**The task**: The records beneath should be printed exactly, and the pictures are to be left out.

Segment Open

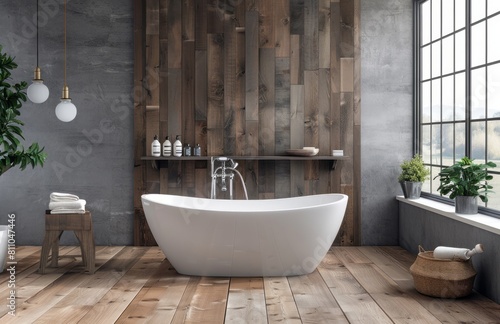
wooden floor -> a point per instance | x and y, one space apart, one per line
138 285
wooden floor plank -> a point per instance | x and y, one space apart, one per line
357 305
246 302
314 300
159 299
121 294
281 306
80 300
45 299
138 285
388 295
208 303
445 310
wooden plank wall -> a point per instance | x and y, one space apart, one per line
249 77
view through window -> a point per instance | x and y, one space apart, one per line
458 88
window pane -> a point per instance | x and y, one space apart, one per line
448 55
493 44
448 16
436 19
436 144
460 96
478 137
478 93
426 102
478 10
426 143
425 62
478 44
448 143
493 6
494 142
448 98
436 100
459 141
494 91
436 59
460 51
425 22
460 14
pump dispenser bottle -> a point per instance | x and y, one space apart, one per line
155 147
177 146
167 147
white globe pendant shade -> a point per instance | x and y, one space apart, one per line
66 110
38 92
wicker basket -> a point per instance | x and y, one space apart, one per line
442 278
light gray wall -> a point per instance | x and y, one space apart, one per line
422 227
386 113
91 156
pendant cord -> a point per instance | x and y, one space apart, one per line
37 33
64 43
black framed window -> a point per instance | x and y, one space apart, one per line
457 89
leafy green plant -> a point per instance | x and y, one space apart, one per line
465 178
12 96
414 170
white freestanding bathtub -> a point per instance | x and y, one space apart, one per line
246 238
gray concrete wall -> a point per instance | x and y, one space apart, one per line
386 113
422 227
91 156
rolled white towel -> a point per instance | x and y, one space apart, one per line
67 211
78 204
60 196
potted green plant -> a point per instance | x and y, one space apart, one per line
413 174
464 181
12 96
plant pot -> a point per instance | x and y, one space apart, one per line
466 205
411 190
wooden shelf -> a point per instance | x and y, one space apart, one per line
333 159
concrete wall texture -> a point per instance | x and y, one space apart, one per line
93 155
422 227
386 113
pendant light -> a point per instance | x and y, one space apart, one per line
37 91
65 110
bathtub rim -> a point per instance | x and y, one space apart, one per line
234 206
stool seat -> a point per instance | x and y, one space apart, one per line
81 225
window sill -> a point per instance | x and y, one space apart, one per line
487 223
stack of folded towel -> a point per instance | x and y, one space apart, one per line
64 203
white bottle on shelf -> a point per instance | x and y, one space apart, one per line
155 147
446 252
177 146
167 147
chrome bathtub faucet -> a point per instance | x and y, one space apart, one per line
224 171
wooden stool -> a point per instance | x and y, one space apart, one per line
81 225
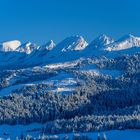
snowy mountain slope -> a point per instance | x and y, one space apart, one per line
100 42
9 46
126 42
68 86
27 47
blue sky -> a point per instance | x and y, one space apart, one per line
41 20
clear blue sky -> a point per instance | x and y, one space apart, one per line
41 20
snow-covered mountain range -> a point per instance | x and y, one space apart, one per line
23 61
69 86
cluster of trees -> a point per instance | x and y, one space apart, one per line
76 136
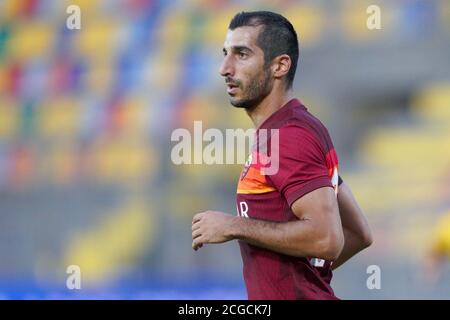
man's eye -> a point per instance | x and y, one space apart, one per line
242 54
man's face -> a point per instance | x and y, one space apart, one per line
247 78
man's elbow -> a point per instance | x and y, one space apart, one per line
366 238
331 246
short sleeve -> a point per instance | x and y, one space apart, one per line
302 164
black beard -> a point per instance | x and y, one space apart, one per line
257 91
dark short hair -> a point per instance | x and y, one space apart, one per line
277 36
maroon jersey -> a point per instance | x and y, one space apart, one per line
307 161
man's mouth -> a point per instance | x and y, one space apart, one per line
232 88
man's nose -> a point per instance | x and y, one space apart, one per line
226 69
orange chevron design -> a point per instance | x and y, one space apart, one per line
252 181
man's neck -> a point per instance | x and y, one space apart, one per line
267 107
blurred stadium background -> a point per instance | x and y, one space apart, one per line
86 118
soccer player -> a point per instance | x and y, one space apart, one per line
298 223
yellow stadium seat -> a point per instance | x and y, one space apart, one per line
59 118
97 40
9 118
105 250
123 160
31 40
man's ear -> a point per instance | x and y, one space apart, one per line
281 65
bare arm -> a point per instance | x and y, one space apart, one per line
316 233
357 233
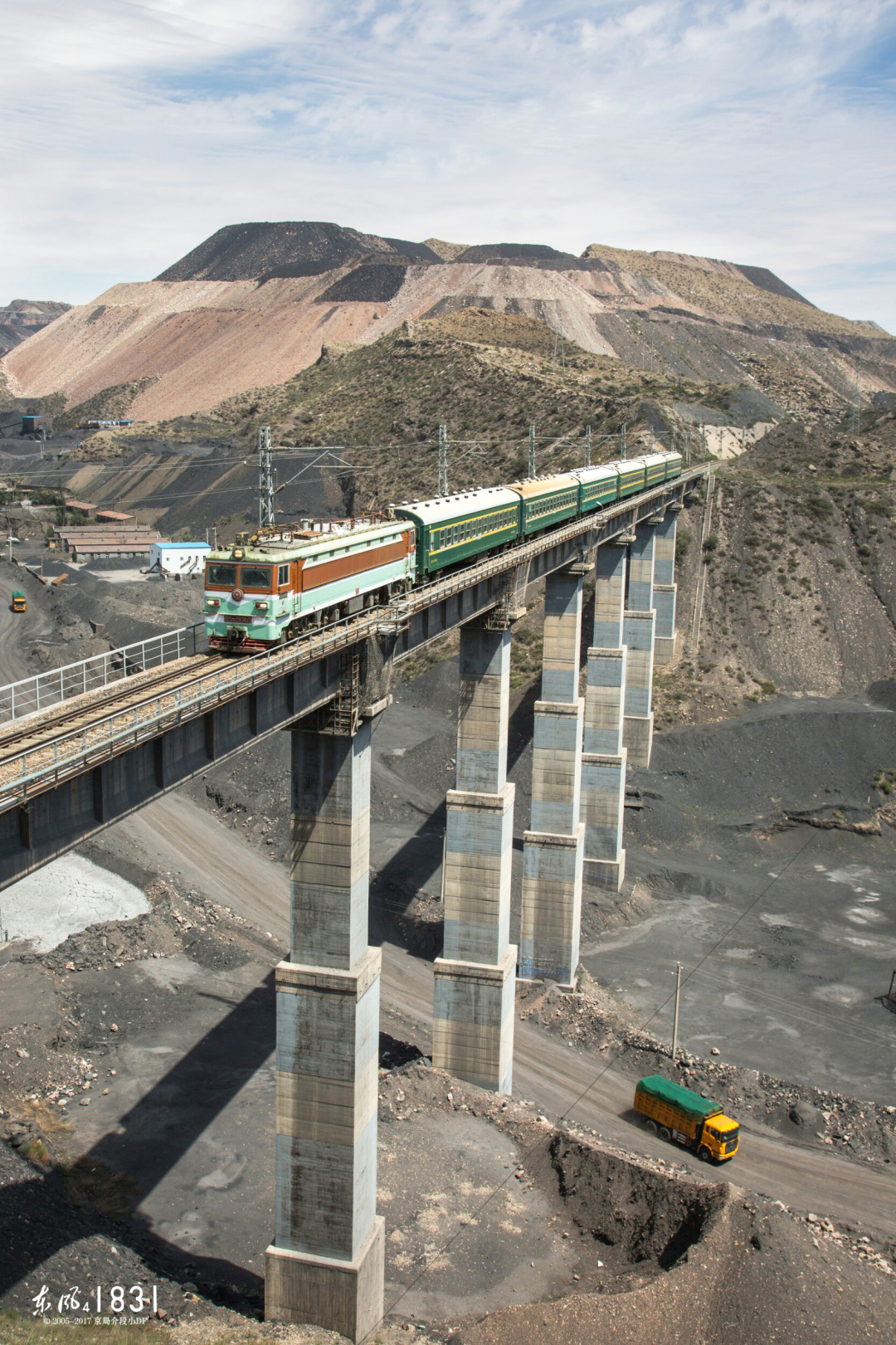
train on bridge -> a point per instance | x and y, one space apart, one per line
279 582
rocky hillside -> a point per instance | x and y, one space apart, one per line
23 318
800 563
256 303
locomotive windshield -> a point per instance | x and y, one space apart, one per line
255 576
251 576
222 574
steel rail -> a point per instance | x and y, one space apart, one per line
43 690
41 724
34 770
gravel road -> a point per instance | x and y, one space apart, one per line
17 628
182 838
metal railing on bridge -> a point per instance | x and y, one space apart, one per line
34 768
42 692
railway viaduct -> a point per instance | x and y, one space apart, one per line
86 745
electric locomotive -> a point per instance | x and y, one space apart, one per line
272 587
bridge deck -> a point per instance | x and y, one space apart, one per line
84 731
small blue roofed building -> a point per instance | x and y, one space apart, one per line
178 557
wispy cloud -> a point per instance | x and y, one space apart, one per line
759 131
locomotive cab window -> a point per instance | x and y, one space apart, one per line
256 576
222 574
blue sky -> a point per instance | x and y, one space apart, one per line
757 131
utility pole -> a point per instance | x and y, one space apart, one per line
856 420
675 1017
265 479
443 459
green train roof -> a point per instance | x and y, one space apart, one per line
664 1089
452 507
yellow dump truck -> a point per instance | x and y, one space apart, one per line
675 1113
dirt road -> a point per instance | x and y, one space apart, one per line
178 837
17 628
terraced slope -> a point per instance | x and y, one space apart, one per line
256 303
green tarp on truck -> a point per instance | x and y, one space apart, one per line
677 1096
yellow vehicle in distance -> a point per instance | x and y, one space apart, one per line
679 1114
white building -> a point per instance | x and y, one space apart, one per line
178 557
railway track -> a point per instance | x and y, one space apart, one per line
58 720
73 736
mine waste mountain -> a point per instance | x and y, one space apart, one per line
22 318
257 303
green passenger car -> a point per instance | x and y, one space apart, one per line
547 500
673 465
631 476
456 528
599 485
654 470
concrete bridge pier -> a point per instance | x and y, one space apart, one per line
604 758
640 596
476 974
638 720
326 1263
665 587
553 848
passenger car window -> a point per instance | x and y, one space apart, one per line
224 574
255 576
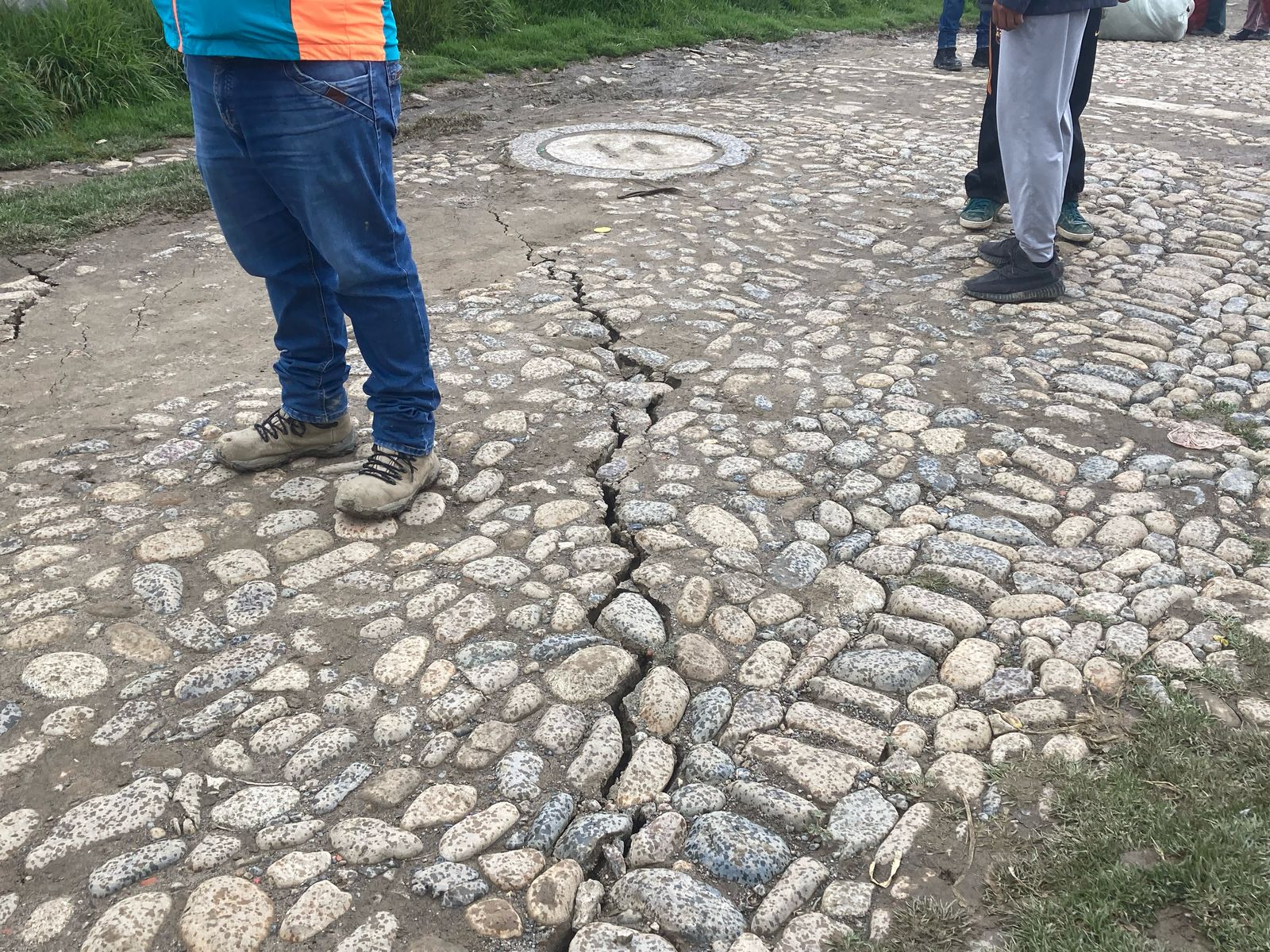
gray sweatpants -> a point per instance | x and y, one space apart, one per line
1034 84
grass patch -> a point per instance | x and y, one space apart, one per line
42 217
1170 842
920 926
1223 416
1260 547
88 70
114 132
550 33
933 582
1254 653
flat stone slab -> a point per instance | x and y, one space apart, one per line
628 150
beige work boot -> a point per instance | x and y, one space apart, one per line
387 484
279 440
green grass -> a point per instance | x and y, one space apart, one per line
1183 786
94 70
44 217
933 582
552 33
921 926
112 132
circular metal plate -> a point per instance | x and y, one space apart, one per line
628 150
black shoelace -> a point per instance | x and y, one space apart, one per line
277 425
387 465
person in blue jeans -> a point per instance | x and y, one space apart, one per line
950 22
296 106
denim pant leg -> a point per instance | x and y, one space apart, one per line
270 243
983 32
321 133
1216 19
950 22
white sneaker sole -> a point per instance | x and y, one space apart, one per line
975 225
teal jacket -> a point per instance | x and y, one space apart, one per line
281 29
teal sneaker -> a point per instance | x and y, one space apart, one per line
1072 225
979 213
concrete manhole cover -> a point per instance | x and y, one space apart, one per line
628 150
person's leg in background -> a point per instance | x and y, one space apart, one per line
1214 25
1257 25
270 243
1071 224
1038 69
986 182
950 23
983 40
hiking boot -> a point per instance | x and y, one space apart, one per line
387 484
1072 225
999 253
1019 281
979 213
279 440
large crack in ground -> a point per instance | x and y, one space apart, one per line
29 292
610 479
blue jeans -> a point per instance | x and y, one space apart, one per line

Segment Closed

**Solved exercise**:
wooden floor -> a point per instance | x and y, one space apart, one per line
138 285
wooden floor plank -> a point per instance | x and y, one space apart, one per line
357 305
246 302
314 300
159 299
121 294
281 306
80 300
45 299
138 285
388 295
208 303
445 310
wooden plank wall -> a point per instance | x and y, one space apart, one per line
249 77
view through window -> a point per instance | x and y, one space apart, one per line
458 88
window pane -> a point per instance | x and y, one space apart, one per line
448 55
493 44
448 16
436 19
436 144
460 96
478 137
478 93
426 102
478 10
426 143
425 62
478 44
448 143
493 6
494 142
448 98
436 100
459 141
494 91
436 59
460 51
425 22
460 14
pump dispenser bottle -> a point per instance | x and y, one space apart, one per line
155 147
177 146
167 147
white globe pendant shade -> a point per instance | x and y, one space apart, one per line
66 110
38 92
wicker basket -> a point per instance | x and y, one space apart, one per line
442 278
light gray wall -> a point per instance | x and y, one space apart, one per line
422 227
386 113
91 156
pendant cord -> a point per instance | x and y, one space apart, one per line
37 33
64 43
black framed window -> a point per instance | x and y, one space apart, one per line
457 89
leafy green plant -> a point per instance | x and y, one space apart, one per line
465 178
12 96
414 170
white freestanding bathtub -> a point per instance | x and y, one space apart, one per line
246 238
gray concrete wall -> a point per instance | x and y, one space apart, one per line
386 113
422 227
91 156
rolled white towel -> a point per instance | x and y, one space apart, one per line
67 211
78 204
60 196
potted green plant -> a point per instance | x and y, one space apart, one per line
413 174
464 181
12 96
plant pot -> a point per instance | x and y, one space apart, one per line
466 205
411 190
wooden shelf -> a point per instance | x and y, one space apart, one per line
333 159
concrete wall texture -> a point per instance | x and y, one space apart, one per line
93 155
422 227
386 113
pendant light -> a point per instance | x and y, one space apart, one per line
37 91
65 110
bathtub rim -> a point per instance | x and y, one space apart, one per line
234 206
stool seat -> a point per instance | x and y, one space apart, one per line
81 225
window sill -> a point per instance | x and y, one space apart, one per line
487 223
stack of folded towel -> a point per instance | x and y, one space apart, one per line
64 203
white bottle on shelf -> a point per instance | x and y, one space apart, one per line
155 147
446 252
177 146
167 147
chrome bathtub faucet -> a point per instance | x and y, one space apart, one per line
224 171
wooden stool -> a point per instance | x and y, one space apart, one per line
81 225
snowy mountain slope -> a point per instance | x and y, one space apart, one per line
100 42
9 46
126 42
68 86
27 47
blue sky -> a point per instance | x and y, one space apart, one per line
41 20
clear blue sky -> a point per instance | x and y, one space apart, one per line
41 20
snow-covered mountain range -> a point per instance | x and y, one space apart, one per line
23 61
69 86
cluster of trees -> a point per instance | x and y, one space apart, one per line
76 136
man's eye -> a point per instance | x and y, one space apart, one per line
242 54
man's face -> a point per instance | x and y, one space apart, one per line
247 78
man's elbow -> a point per instance | x and y, one space apart, one per line
366 238
331 246
short sleeve -> a point per instance | x and y, one space apart, one per line
302 164
black beard -> a point per instance | x and y, one space apart, one per line
257 91
dark short hair -> a point per instance | x and y, one space apart, one per line
277 36
maroon jersey -> a point per instance | x and y, one space apart, one per line
307 161
man's mouth -> a point per instance | x and y, one space apart, one per line
232 88
man's nose -> a point per instance | x and y, one space apart, one per line
226 69
orange chevron design -> a point per instance | x and y, one space apart, one per line
252 181
man's neck -> a point per instance | x and y, one space apart, one per line
267 107
blurred stadium background -> a point per instance | x and y, one space apart, one per line
86 118
soccer player -> a point per instance | x and y, one space apart, one per line
298 223
yellow stadium seat -> a point per instance | x and y, one space apart, one per line
59 118
97 40
9 118
105 250
123 160
31 40
man's ear -> a point per instance | x and y, one space apart, one per line
281 65
bare arm -> a point per instance | x and y, one space apart, one per line
316 233
357 233
train on bridge -> a point per instance | x and y, one space apart, one per line
279 582
rocky hillside -> a point per instance | x and y, one space apart, one per line
23 318
800 563
256 303
locomotive windshield -> a point per instance | x and y, one space apart, one per line
255 576
251 576
222 574
steel rail -> a point per instance | x and y, one space apart, one per line
43 690
41 724
34 770
gravel road -> a point per instance | x and y, one space apart, one per line
17 628
182 838
metal railing on bridge -> a point per instance | x and y, one space apart, one per line
34 768
42 692
railway viaduct -> a point per instance | x and y, one space apart, one per line
86 745
electric locomotive -> a point per instance | x and y, one space apart, one per line
272 587
bridge deck -> a point per instance | x and y, one space apart, one per line
84 731
small blue roofed building -> a point per instance | x and y, one space apart, one per line
178 557
wispy cloud -> a point per instance | x and y, one space apart, one per line
759 131
locomotive cab window -> a point per instance | x and y, one space apart, one per line
256 576
222 574
blue sky -> a point per instance | x and y, one space apart, one per line
757 131
utility pole -> a point per instance | x and y, one space apart, one per line
856 420
675 1017
265 479
443 459
green train roof -> a point per instance | x and y, one space apart, one per line
664 1089
452 507
yellow dump truck -> a point per instance | x and y, one space apart, one per line
675 1113
dirt road -> a point per instance | x and y, one space apart, one per line
178 837
17 628
terraced slope -> a point per instance | x and y, one space apart, one per line
256 303
green tarp on truck -> a point per instance | x and y, one space apart, one per line
677 1096
yellow vehicle in distance -> a point per instance | x and y, one space apart, one per line
679 1114
white building -> a point per instance | x and y, one space apart, one per line
178 557
railway track -> a point per instance | x and y, one space apart, one per line
58 720
73 736
mine waste mountain -> a point per instance | x and y, one space apart, one per line
22 318
257 303
green passenger car -> a point per instance | x and y, one space apart, one per line
547 500
673 465
631 476
456 528
599 485
654 470
concrete bridge pier -> a point per instance | x and y, one space apart, one per line
604 758
640 596
476 974
638 720
326 1263
665 587
553 848
passenger car window -> a point per instance | x and y, one space apart, one per line
224 574
255 576
gray sweatpants -> a point per instance | x and y, one space apart, one per line
1034 84
grass patch -> a point per instance | x and y, one space apart, one per line
42 217
1170 842
920 926
1223 416
1260 547
88 70
114 132
550 33
933 582
1254 653
flat stone slab -> a point per instance | x and y, one space apart, one per line
628 150
beige work boot -> a point per instance | x and y, one space apart, one per line
387 484
279 440
green grass -> a point per instance | x and y, one space apart, one per line
1183 786
94 70
44 217
933 582
552 33
921 926
112 132
circular metal plate -> a point per instance | x and y, one space apart, one per line
628 150
black shoelace -> a point per instance | x and y, one space apart, one per line
277 425
387 465
person in blue jeans -> a point per instance | x and y, one space apart, one per line
950 22
296 106
denim pant leg -> a point per instance | x and y, one space apart, one per line
270 243
983 32
321 133
1216 19
950 22
white sneaker sole -> a point per instance | x and y, one space apart, one per line
975 225
teal jacket -> a point per instance | x and y, one space apart, one per line
281 29
teal sneaker -> a point per instance | x and y, one space apart, one per line
1072 225
979 213
concrete manhole cover -> a point per instance | x and y, one space apart, one per line
628 150
person's leg in background -> a point per instance | x and y, one space apart, one per line
1214 25
1257 25
270 243
1071 224
1038 69
986 182
950 23
983 40
hiking boot -> a point per instance | x and y, one space apart, one per line
387 484
1072 225
999 253
1019 281
979 213
279 440
large crack in ground -> a point per instance | x and y, one space apart, one per line
29 292
610 479
blue jeans -> a point per instance | x and y, one space apart, one per line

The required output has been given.